* [What is needed]
Retype the tail of the data exactly, starting at the line containing "Where can the red plastic" and stopping at the last line.

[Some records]
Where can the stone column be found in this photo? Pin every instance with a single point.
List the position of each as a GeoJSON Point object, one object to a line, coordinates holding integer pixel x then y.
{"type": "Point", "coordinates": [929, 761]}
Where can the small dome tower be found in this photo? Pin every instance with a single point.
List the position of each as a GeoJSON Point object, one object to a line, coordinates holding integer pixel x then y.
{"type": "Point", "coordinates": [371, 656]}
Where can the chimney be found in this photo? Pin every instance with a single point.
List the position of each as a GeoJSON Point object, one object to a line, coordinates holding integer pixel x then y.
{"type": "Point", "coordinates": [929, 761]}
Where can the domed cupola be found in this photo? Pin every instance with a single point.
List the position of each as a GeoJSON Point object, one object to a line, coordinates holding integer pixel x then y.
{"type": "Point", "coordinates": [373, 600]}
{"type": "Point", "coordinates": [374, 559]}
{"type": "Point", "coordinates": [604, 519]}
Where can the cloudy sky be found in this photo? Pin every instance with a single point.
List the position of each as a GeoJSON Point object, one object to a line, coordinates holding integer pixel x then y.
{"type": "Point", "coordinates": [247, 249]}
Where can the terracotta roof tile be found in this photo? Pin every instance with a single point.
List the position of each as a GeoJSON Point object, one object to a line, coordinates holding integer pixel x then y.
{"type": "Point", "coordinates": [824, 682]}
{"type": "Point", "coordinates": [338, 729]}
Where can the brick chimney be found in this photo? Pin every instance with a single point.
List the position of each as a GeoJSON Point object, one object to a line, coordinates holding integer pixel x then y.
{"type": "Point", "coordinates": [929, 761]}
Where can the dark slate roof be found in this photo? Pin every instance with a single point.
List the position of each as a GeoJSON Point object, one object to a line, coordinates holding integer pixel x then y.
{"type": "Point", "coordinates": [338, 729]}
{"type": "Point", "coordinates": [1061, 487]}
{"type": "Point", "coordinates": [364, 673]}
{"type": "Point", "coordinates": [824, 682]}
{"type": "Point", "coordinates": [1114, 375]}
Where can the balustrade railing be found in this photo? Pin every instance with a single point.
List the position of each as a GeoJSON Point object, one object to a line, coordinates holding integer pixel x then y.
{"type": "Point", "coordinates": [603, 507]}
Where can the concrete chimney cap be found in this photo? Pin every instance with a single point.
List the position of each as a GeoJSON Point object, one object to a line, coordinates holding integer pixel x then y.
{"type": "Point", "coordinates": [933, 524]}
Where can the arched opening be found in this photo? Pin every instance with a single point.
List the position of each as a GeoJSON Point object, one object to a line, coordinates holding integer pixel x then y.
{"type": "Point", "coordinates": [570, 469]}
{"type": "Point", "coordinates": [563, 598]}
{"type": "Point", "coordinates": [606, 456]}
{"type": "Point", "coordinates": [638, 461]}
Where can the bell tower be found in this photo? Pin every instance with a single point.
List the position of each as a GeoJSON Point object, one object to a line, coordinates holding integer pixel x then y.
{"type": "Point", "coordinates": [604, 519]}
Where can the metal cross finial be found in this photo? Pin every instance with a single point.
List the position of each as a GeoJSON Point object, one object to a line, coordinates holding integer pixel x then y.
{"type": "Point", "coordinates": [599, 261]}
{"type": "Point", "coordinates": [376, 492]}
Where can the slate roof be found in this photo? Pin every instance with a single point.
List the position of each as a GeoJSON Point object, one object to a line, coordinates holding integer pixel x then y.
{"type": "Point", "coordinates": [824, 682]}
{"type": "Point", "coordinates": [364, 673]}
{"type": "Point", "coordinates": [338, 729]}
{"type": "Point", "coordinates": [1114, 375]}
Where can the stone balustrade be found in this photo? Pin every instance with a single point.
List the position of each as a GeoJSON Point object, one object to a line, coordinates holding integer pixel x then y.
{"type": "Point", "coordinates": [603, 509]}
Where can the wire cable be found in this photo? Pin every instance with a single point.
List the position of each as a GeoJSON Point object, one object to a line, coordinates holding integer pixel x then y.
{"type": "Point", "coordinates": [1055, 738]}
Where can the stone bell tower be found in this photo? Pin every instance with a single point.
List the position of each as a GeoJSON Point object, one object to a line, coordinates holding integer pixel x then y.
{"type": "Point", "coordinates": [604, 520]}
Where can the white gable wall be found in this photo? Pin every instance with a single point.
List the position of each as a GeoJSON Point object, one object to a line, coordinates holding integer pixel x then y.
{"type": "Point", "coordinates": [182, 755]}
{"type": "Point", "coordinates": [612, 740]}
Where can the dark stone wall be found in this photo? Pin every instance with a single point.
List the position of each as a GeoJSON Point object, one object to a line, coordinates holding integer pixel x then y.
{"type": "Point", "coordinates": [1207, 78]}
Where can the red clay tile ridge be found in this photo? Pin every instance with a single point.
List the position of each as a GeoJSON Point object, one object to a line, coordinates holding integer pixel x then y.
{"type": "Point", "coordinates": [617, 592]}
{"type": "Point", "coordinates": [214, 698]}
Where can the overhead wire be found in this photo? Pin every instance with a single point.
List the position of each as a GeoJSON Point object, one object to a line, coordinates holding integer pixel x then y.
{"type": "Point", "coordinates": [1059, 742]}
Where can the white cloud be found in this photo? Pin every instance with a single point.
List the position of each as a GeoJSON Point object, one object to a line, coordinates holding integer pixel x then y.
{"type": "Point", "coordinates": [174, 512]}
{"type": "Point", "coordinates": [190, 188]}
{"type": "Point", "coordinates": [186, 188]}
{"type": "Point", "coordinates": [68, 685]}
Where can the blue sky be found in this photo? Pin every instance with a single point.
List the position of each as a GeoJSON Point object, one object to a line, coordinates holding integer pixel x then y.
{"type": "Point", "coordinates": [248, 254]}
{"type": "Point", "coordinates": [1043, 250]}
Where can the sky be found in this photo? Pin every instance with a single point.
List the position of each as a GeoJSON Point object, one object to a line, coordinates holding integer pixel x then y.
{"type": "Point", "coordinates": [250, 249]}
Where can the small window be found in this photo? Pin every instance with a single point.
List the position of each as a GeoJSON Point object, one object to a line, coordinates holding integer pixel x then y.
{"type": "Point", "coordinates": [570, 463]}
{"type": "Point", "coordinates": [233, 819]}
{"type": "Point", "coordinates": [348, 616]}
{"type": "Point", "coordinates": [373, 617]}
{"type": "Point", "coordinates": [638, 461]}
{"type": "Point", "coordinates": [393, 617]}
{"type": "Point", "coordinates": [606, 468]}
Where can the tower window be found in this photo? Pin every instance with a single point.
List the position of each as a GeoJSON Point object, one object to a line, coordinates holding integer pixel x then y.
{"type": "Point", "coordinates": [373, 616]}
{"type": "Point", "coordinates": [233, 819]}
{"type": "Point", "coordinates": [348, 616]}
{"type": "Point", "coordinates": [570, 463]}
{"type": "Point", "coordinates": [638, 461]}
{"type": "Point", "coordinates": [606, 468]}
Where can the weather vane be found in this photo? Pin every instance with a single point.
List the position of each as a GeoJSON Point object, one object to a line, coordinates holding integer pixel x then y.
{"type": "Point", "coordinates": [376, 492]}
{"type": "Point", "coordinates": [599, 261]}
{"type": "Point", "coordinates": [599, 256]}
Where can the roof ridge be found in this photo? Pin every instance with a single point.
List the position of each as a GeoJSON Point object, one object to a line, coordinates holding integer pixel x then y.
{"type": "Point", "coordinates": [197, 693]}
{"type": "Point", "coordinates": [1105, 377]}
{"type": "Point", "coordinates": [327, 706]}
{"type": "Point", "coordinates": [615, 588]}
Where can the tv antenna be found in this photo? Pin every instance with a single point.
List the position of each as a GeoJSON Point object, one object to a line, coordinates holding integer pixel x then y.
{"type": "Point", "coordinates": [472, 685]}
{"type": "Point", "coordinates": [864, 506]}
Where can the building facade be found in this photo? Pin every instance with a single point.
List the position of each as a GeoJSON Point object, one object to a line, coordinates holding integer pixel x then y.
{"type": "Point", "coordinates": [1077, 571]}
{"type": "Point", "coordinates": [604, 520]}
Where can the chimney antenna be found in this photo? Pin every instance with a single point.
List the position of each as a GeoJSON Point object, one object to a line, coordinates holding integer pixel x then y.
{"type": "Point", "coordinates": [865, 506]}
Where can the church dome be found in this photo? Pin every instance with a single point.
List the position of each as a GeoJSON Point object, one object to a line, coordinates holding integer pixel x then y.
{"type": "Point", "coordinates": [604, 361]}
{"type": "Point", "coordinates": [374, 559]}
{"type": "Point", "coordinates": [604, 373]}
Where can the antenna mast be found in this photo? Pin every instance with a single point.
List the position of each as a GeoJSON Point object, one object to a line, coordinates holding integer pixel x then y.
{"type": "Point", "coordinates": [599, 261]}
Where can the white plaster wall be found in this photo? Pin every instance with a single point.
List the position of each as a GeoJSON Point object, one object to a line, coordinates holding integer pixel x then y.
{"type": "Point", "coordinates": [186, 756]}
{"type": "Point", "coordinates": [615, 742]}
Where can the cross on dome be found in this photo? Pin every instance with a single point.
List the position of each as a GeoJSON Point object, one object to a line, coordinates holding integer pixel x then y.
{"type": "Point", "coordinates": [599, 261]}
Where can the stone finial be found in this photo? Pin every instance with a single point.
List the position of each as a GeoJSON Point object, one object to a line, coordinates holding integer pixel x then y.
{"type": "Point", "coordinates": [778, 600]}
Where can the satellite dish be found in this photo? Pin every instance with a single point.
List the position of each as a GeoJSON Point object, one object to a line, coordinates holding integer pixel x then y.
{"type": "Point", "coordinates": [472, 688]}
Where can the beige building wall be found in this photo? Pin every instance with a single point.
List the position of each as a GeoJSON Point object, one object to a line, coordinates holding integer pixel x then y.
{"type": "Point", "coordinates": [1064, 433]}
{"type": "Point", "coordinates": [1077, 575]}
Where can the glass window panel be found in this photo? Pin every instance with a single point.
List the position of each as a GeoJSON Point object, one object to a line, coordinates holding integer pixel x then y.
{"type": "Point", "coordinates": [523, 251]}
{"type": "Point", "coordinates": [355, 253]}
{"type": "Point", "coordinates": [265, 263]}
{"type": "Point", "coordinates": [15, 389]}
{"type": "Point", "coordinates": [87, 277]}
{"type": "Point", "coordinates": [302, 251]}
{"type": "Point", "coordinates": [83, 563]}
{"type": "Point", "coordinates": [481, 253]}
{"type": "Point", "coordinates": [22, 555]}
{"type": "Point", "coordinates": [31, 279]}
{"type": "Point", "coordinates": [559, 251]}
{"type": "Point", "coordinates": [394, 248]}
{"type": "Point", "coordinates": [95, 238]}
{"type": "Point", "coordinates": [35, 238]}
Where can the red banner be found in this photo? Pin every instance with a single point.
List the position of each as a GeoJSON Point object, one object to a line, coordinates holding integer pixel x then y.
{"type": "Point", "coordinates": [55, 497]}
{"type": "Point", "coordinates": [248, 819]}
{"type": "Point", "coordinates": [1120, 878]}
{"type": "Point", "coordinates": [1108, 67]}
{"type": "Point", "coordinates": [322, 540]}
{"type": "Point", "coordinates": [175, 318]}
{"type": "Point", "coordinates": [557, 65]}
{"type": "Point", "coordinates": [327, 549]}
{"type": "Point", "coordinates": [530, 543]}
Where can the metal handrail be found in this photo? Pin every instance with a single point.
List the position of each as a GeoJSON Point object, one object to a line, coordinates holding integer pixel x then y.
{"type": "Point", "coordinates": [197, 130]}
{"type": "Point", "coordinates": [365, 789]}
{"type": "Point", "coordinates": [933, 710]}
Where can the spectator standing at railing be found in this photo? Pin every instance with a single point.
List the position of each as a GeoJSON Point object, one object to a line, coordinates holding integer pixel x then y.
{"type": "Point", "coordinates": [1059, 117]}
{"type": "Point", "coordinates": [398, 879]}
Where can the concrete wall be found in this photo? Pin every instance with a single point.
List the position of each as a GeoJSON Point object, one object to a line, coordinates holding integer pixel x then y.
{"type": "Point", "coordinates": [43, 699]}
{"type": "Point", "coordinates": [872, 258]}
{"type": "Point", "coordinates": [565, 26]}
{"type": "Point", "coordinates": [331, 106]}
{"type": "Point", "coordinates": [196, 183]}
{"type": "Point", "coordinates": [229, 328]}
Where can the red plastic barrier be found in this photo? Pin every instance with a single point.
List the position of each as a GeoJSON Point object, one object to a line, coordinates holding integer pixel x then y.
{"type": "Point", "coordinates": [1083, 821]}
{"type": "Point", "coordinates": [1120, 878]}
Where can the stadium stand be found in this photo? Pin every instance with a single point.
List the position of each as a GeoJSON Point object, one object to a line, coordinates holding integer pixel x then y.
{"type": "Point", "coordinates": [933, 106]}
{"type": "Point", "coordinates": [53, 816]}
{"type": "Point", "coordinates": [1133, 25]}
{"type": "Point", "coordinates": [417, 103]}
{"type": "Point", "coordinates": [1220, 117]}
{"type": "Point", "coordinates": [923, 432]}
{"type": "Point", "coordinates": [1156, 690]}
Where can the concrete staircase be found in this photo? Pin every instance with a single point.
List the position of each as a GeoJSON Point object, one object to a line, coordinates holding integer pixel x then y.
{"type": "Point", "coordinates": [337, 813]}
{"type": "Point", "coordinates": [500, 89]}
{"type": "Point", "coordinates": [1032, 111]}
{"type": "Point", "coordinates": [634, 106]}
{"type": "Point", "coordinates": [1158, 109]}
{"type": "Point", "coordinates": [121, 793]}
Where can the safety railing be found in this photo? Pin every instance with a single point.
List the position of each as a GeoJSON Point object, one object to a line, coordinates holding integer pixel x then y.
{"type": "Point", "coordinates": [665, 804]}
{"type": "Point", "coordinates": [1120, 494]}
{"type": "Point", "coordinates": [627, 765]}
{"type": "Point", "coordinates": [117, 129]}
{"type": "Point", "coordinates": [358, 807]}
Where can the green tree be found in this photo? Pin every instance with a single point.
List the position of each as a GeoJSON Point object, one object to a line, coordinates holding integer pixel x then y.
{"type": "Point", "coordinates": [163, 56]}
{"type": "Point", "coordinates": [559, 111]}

* [Expected answer]
Where can the red plastic barrier be found in this photo? Pin every instance with a single point.
List the position of each as a GeoJSON Point object, one object to a line, coordinates holding integer pixel x then y.
{"type": "Point", "coordinates": [1083, 821]}
{"type": "Point", "coordinates": [1120, 878]}
Where can the stadium stand be found in this photo? Pin every instance with a single point.
List the position of each as a GeoJSON Point object, one object to a line, coordinates holding integer pixel x then y.
{"type": "Point", "coordinates": [933, 106]}
{"type": "Point", "coordinates": [53, 816]}
{"type": "Point", "coordinates": [1133, 25]}
{"type": "Point", "coordinates": [417, 103]}
{"type": "Point", "coordinates": [1220, 117]}
{"type": "Point", "coordinates": [923, 432]}
{"type": "Point", "coordinates": [1156, 690]}
Where can the concrete staircase be found in this photo? Pin every instance with a single point.
List the position of each as a GeoJSON Point object, one object to a line, coordinates holding integer pixel x then y.
{"type": "Point", "coordinates": [337, 813]}
{"type": "Point", "coordinates": [500, 89]}
{"type": "Point", "coordinates": [1032, 111]}
{"type": "Point", "coordinates": [634, 106]}
{"type": "Point", "coordinates": [1158, 109]}
{"type": "Point", "coordinates": [121, 793]}
Where can the safety railing be found in this photo? Pin every instance with a single point.
List the position of each as a GeoJSON Point object, one object to a line, coordinates holding integer pixel x then y.
{"type": "Point", "coordinates": [665, 804]}
{"type": "Point", "coordinates": [1120, 494]}
{"type": "Point", "coordinates": [627, 765]}
{"type": "Point", "coordinates": [117, 129]}
{"type": "Point", "coordinates": [358, 807]}
Where can the green tree be found in this photo? Pin every instance with a single point.
List the position of each as a GeoJSON Point object, one object to a line, coordinates holding integer pixel x then y.
{"type": "Point", "coordinates": [163, 56]}
{"type": "Point", "coordinates": [559, 111]}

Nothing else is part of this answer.